--- Task instructions ---
The entries must be restated exactly as written.

*** Opening Information shown ***

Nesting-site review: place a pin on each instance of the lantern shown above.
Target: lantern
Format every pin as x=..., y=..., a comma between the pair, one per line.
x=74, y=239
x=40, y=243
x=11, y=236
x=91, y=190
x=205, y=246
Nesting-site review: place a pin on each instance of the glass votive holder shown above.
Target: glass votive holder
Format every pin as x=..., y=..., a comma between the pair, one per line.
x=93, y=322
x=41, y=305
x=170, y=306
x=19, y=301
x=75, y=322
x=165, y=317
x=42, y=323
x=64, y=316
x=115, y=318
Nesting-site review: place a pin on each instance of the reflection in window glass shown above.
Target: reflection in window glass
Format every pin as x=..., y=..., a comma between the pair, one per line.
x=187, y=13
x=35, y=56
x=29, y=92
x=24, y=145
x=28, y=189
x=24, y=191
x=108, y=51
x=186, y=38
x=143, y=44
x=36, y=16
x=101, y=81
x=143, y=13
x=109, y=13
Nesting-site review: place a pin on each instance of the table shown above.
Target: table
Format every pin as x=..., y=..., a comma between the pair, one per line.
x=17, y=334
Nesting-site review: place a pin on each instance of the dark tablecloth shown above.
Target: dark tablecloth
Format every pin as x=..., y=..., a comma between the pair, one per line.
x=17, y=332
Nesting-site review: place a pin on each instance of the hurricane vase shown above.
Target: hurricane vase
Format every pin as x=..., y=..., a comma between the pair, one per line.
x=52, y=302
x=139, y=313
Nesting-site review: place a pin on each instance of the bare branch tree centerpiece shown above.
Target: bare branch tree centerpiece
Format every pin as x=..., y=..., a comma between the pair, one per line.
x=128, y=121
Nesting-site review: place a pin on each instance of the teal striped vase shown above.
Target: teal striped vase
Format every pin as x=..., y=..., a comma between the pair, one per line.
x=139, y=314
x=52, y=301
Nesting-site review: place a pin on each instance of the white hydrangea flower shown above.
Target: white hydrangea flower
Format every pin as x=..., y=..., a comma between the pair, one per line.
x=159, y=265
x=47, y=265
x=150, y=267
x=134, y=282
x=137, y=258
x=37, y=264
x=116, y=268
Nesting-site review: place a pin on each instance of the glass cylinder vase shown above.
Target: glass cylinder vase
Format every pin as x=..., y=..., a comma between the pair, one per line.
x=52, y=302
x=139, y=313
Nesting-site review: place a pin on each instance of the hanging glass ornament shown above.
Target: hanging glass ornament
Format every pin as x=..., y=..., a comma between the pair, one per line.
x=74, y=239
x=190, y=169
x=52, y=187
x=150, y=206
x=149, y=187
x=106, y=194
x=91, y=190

*** Closing Information shown ***

--- Solution to this problem ---
Nesting-site review: place a pin on each instance of the lantern shown above.
Target: lantern
Format every pin as x=..., y=..., a comma between the pair, one per line.
x=74, y=239
x=40, y=243
x=11, y=236
x=91, y=190
x=205, y=246
Nesting-site review: place a pin on each instance of the glass votive holder shown above.
Target: glass votive holder
Format every pin as x=..., y=..., a comma between the pair, one per line.
x=93, y=322
x=41, y=305
x=170, y=306
x=19, y=301
x=75, y=322
x=165, y=317
x=42, y=323
x=64, y=316
x=115, y=318
Nesting-site review: place a pin on each instance of the reflection in window glass shown above.
Target: reflection in window glass
Format every pin as x=..., y=..., a comma between the pair, one per line.
x=187, y=13
x=35, y=56
x=29, y=92
x=24, y=145
x=28, y=189
x=24, y=191
x=108, y=51
x=186, y=38
x=143, y=44
x=36, y=16
x=101, y=81
x=143, y=13
x=109, y=13
Nesting-site review: place a pin on each instance of the table shown above.
Target: table
Format every pin as x=..., y=..., a comma between the pair, one per line.
x=17, y=334
Nesting-site review: place a pin on each instance of the dark tablecloth shown above.
Target: dark tablecloth
Format every pin as x=..., y=..., a comma between the pair, one per line.
x=17, y=332
Nesting-site review: place a pin on each instance of the hurricane vase shown above.
Target: hurricane vase
Format every pin as x=..., y=..., a comma between the pair, one per line.
x=52, y=302
x=139, y=313
Nesting-site review: place a pin on each instance of the bare branch tree centerpiece shown above.
Target: bare branch tree centerpiece
Format every pin as x=..., y=..., a comma between the pair, one per line.
x=128, y=121
Nesting-site review: place a pin on each instance of the teal striped vase shown above.
Target: teal striped vase
Format every pin as x=..., y=..., a comma between the pair, one per line.
x=139, y=314
x=52, y=301
Nesting-site review: place a pin on each instance of the white hydrangea flower shown above.
Target: white hydrangea flower
Format every pin as x=..., y=..., a comma between the pair, one per line.
x=159, y=265
x=47, y=265
x=150, y=267
x=134, y=282
x=137, y=258
x=37, y=264
x=116, y=268
Nesting-site review: place a pin on each instance of the glass cylinder vase shown above.
Target: glass cylinder vase
Format every pin as x=..., y=..., a comma between the pair, one per line.
x=52, y=302
x=139, y=313
Nesting-site review: place a pin on each instance of the hanging glass ornament shown above.
Target: hanging glass ornament
Format every pin as x=..., y=..., a comma between the pair, one per line.
x=74, y=239
x=190, y=169
x=52, y=187
x=150, y=206
x=149, y=187
x=106, y=194
x=91, y=190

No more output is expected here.